Sayfa alıntısı =>
--------

Department of Pathology, Istanbul University, Istanbul Faculty of Medicine, ISTANBUL, TURKEY
Material and Method: We examined axillary lymph nodes from 5 patients operated for breast carcinoma. Between August 1999 and January 2008. These lymph nodes were examined in detail with Hematoxylin and Eosin, anti-pancytokeratin, anti-S-100, and anti- Ki-67.
Results: Of the lymph nodes with nevus cell aggregates, two were sentinel and three were non-sentinel lymph nodes of standard axillary dissection. All the lesions were small-sized and located in the lymph node capsule. Of these, two displayed nevus cells with cytoplasmic melanin pigment. Benign morphologic features of the lesions and immunohistochemical findings aided in differentiation from metastasis from either a breast carcinoma or a malignant melanoma.
Conclusion: In spite of their rarity, keeping the existence of nevus cell aggregates in lymph nodes in mind, that nowadays we examine in an extreme detail, would help us avoid a misdiagnosis of metastasis.
Bu bulgu nadir olmakla beraber, özellikle sentinel lenf nodu (SLN) biyopsisi uygulamalarında daha sık saptanmaktadır[4]. Bu nedenle metastatik karsinomlar ve melanomlar ile ayırıcı tanısının yapılması gerekmektedir.
Çalışmamıza meme karsinomu nedeniyle opere edilmiş hastaların sentinel ya da nonsentinel aksiller lenf nodlarında nevoid hücre topluluklarını saptadığımız beş olguyu aldık. Bu olguları ayrıntılı histopatolojik ve ayırıcı tanı özellikleri ile sunarak nadir rastlanan bu duruma patologların dikkatini çekmeyi amaçlıyoruz.

--------

Yapılacak görevler =>
1 – Lenf nodlarındaki nevüs hücre topluluklarını anlatan metne göre lezyonlar lenf nodunun hangi kısmında yer alıyordu?
2 – Lenf nodlarındaki nevüs hücre topluluklarını anlatan metni son cümlesinden sonra sürdürün.

--------

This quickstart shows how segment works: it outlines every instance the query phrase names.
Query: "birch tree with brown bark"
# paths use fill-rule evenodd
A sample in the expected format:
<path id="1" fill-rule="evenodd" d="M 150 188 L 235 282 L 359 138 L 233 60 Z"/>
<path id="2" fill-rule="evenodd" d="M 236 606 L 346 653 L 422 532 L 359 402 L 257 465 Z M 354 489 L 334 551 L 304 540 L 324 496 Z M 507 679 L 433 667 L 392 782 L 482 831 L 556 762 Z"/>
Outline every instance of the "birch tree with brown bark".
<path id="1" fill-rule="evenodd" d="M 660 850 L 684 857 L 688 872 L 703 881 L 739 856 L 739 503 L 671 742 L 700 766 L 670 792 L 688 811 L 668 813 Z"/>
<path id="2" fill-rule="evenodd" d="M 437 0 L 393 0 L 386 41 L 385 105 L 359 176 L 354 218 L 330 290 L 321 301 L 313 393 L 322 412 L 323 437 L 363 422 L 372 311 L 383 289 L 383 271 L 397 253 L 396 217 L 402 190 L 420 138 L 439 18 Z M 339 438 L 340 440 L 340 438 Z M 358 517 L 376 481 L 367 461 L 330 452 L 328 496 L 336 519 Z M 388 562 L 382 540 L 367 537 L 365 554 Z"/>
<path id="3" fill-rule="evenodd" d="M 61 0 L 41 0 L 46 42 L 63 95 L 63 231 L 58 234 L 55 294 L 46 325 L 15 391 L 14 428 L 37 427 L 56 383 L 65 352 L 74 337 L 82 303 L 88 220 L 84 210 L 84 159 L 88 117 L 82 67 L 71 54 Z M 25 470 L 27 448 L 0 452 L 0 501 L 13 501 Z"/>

--------

Görev sonuçları =>
1 – Lezyonların tümü lenf nodu kapsülünde yer alıyordu.

2 –
Hastalardan elde edilen doku örnekleri %10'luk formalinde fikse edildi ve parafin bloklar hazırlandı. Bu bloklardan elde edilen 3-5 μm kalınlıkta kesitler Hematoksilen-Eozin (H&E) ile boyandı ve mikroskobik inceleme yapıldı. SLN biyopsisi yapılan 2 olguda ise anabilim dalımızın protokolünde bulunan ayrıntılı patolojik değerlendirme yapıldı: Makroskopik incelemede SLN'larından uzun eksene paralel 2-3 mm'lik dilimler elde edildi. Bu dilimlerden hazırlanan imprint preparatlar operasyon sırasında H&E ile boyanarak incelendi. Elde edilen dilimler daha sonra Hollande solüsyonunda fikse edildi ve her birinden ayrı parafin bloklar hazırlandı. Bu bloklardan elektrik yüklü 4 adet lama 3-4 μm kalınlığında seri kesitler alındı. Birinci lamdaki kesitler H&E ile boyandı ve standart inceleme yapıldı. Bu standart incelemede metastaz saptanmadıysa ikinci lam H&E ile boyandı, üçüncü lamda antipansitokeratin (Multi-cytokeratin, Novo Castra 1/100, New Castle, UK) ile immünhistokimyasal boyama yapıldı. Dördüncü lamda ise anti S-100 proteini (S-100 protein, Cell Marque Corp, 1/100, CA, USA) kullanılarak immunhistokimyasal boyama yapıldı. Daha sonra yapılan yeni kesitler üzerinde anti Ki-67 (Ki-67 Neomarkers, 1/200, CA, USA) ile immünhistokimyasal boyama yapıldı.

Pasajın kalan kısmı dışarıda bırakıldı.